===== PROVIDED DATA

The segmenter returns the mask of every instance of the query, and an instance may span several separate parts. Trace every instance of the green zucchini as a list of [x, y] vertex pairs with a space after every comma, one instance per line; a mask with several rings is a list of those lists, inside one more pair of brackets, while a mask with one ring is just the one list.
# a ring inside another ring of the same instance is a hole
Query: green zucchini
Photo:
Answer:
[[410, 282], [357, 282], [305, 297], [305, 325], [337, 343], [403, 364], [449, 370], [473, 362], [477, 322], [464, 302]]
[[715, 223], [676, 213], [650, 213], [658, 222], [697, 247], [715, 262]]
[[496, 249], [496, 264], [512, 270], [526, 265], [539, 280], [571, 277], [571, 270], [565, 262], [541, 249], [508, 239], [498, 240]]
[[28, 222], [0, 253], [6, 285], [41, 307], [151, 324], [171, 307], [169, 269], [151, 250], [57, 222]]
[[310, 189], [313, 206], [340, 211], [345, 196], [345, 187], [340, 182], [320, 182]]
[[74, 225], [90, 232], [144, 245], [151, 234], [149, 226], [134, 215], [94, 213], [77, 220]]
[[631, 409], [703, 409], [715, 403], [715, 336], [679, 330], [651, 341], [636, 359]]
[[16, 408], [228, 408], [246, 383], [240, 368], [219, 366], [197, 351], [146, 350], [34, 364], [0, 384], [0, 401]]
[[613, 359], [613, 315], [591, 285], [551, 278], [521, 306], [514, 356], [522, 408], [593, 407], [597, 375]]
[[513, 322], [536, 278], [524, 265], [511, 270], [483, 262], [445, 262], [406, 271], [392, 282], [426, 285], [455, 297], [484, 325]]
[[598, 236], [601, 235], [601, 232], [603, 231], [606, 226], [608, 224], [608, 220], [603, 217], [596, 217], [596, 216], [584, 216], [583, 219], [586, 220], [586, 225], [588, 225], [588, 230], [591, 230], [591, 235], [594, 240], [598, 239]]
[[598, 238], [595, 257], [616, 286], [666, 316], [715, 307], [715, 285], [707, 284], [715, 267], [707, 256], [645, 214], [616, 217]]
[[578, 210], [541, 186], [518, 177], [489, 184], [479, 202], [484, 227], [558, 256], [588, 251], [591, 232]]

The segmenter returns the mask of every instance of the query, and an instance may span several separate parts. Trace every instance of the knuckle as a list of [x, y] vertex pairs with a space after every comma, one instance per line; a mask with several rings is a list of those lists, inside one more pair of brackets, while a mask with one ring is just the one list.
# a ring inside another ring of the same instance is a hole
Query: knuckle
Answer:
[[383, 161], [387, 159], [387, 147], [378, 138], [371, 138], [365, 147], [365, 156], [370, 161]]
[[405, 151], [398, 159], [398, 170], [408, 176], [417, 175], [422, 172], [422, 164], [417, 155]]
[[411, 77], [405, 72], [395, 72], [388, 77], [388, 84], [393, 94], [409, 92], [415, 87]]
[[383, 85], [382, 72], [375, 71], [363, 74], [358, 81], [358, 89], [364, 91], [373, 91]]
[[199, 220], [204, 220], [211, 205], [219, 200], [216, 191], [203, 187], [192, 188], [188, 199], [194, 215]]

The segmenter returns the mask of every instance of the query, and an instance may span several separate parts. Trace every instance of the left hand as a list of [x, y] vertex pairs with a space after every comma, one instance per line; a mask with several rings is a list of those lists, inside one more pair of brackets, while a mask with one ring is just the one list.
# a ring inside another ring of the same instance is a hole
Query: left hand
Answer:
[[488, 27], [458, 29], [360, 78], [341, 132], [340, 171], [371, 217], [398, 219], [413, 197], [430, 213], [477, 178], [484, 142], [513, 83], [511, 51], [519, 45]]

==========
===== PROVIDED DATA

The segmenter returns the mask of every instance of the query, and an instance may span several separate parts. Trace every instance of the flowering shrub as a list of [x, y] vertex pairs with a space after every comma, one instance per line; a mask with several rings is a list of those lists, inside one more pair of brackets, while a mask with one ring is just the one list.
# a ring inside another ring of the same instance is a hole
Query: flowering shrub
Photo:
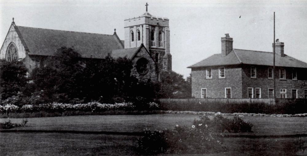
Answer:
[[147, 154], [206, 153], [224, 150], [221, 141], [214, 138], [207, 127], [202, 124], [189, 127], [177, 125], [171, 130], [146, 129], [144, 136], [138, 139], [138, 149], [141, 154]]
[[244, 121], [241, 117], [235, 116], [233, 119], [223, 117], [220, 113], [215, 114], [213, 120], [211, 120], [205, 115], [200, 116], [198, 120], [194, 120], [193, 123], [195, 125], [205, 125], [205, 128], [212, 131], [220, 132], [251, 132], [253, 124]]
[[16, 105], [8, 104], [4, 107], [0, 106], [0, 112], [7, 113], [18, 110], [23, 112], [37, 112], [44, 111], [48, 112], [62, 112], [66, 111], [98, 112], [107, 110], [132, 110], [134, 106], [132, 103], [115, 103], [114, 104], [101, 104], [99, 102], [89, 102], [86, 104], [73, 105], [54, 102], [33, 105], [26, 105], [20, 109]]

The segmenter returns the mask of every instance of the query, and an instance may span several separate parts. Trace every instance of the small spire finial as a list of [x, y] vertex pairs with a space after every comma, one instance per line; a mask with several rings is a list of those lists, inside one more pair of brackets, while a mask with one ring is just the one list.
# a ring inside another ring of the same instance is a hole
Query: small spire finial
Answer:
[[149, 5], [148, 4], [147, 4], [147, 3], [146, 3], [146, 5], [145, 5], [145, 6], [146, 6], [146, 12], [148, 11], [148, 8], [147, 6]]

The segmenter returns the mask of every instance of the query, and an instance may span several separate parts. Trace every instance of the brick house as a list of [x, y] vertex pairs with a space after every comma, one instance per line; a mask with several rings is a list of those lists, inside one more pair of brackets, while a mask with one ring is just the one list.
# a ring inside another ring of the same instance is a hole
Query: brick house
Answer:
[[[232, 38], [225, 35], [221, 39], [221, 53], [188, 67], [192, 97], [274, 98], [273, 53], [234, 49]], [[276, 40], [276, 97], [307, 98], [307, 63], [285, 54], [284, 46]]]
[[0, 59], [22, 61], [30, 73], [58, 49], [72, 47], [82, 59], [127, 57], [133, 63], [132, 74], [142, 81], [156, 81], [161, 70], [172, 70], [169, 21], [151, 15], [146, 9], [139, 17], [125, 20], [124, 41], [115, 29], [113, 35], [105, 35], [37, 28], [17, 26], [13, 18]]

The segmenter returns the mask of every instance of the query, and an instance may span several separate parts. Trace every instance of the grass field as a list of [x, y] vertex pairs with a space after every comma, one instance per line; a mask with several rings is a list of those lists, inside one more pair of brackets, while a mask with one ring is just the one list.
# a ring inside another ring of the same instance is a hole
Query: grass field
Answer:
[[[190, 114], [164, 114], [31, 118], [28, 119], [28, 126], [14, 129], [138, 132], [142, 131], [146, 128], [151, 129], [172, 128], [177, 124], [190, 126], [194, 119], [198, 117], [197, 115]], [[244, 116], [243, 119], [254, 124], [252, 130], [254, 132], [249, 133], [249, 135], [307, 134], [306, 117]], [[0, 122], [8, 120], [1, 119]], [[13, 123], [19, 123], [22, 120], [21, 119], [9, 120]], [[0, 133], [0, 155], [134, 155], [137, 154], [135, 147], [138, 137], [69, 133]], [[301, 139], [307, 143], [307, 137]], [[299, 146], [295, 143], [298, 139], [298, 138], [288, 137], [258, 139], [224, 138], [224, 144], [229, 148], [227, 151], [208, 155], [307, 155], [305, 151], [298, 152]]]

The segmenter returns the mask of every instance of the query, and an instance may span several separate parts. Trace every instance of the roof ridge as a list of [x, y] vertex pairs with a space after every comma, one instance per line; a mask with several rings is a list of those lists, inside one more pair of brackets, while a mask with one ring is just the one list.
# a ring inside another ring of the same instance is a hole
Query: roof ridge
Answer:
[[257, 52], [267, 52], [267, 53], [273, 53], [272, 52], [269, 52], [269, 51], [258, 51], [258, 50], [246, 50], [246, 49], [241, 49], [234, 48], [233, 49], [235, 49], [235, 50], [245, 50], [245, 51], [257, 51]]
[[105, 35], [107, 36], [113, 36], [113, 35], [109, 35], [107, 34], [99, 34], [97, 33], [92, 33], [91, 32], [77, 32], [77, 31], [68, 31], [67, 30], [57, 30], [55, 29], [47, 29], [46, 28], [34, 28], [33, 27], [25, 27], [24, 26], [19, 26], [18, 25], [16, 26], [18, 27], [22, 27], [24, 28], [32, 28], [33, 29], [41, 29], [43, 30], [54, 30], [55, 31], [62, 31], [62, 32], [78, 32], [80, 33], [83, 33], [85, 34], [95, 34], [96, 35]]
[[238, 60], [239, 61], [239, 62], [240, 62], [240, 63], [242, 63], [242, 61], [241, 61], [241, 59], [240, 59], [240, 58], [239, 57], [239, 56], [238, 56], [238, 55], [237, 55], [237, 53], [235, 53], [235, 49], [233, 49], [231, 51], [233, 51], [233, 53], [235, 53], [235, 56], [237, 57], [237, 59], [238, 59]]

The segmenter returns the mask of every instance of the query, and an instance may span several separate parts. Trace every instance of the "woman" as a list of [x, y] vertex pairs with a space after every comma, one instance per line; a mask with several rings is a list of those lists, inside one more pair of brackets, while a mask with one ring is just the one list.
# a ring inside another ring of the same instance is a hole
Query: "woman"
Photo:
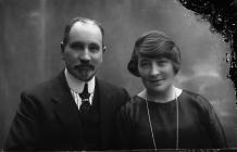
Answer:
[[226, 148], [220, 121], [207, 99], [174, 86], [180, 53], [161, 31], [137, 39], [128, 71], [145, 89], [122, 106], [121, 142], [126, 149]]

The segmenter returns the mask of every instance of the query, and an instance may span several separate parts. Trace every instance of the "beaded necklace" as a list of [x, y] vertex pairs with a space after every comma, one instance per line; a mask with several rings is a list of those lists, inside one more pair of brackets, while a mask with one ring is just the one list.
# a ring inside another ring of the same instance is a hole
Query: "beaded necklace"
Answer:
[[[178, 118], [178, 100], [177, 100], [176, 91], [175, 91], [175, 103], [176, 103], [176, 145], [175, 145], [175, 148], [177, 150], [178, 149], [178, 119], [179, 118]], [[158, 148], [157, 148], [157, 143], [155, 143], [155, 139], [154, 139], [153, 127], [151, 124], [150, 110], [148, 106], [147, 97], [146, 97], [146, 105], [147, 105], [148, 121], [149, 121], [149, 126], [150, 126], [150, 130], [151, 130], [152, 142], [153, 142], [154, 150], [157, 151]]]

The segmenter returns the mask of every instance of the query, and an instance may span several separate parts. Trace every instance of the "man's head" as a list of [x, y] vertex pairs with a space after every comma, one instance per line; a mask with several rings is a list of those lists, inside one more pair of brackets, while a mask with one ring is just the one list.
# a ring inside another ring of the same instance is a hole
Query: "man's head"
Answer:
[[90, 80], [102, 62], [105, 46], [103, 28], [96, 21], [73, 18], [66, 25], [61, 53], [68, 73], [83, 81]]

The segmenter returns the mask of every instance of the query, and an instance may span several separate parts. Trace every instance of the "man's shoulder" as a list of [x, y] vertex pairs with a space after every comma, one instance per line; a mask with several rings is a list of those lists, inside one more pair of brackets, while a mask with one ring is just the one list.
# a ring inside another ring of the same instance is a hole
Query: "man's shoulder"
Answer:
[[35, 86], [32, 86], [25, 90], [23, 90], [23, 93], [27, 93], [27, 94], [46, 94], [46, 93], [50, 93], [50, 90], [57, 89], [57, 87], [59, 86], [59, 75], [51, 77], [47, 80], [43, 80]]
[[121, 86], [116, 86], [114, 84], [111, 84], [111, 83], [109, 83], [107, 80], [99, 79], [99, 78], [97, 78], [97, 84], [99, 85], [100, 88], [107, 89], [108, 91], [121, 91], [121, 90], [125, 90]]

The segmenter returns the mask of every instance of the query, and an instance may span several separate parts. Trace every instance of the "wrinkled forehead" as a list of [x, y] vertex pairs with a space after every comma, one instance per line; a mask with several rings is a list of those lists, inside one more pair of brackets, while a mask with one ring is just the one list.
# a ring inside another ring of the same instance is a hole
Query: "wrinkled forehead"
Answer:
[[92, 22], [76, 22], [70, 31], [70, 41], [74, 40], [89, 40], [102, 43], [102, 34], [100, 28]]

==========
===== PROVIDED DATA

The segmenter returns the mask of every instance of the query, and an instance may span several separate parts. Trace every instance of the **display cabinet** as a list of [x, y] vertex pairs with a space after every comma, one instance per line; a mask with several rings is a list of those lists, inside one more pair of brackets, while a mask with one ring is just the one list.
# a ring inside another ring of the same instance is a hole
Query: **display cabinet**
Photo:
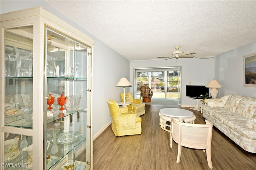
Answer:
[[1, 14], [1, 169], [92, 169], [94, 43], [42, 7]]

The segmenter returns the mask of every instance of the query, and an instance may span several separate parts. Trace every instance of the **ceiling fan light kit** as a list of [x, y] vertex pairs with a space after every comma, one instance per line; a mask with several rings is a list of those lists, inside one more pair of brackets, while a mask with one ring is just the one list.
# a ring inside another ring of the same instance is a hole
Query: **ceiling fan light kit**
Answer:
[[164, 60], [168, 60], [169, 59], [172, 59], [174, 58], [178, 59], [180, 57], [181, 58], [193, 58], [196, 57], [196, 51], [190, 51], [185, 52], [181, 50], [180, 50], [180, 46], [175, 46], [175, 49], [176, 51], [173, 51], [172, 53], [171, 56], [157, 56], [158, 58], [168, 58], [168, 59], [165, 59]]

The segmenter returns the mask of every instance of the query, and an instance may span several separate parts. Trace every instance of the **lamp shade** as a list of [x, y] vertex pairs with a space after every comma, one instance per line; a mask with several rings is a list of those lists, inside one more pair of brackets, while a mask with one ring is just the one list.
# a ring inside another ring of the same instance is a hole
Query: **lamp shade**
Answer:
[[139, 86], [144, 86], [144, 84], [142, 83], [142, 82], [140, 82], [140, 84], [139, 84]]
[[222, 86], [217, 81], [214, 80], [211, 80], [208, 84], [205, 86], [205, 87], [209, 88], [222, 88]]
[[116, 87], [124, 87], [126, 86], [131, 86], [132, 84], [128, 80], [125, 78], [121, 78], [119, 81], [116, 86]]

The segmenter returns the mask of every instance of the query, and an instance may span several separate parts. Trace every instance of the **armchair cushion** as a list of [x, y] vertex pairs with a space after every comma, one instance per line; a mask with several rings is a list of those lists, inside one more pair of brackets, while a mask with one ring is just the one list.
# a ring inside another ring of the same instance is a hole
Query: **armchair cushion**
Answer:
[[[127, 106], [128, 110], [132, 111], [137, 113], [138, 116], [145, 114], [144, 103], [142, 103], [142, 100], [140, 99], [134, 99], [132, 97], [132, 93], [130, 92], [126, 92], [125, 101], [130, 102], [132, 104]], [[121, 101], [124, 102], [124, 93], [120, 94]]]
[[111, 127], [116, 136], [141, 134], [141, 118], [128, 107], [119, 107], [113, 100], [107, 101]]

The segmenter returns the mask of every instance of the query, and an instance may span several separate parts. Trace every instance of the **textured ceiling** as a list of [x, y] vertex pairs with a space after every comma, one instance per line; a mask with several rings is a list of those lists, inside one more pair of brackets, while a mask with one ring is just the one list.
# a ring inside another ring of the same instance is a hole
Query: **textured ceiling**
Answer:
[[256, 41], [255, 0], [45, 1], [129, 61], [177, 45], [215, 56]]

==========

- **SET EXERCISE**:
How many lines in the records above contain the string "small", matching case exactly? Tally them and reply with the number alone.

- **EXERCISE RESPONSE**:
2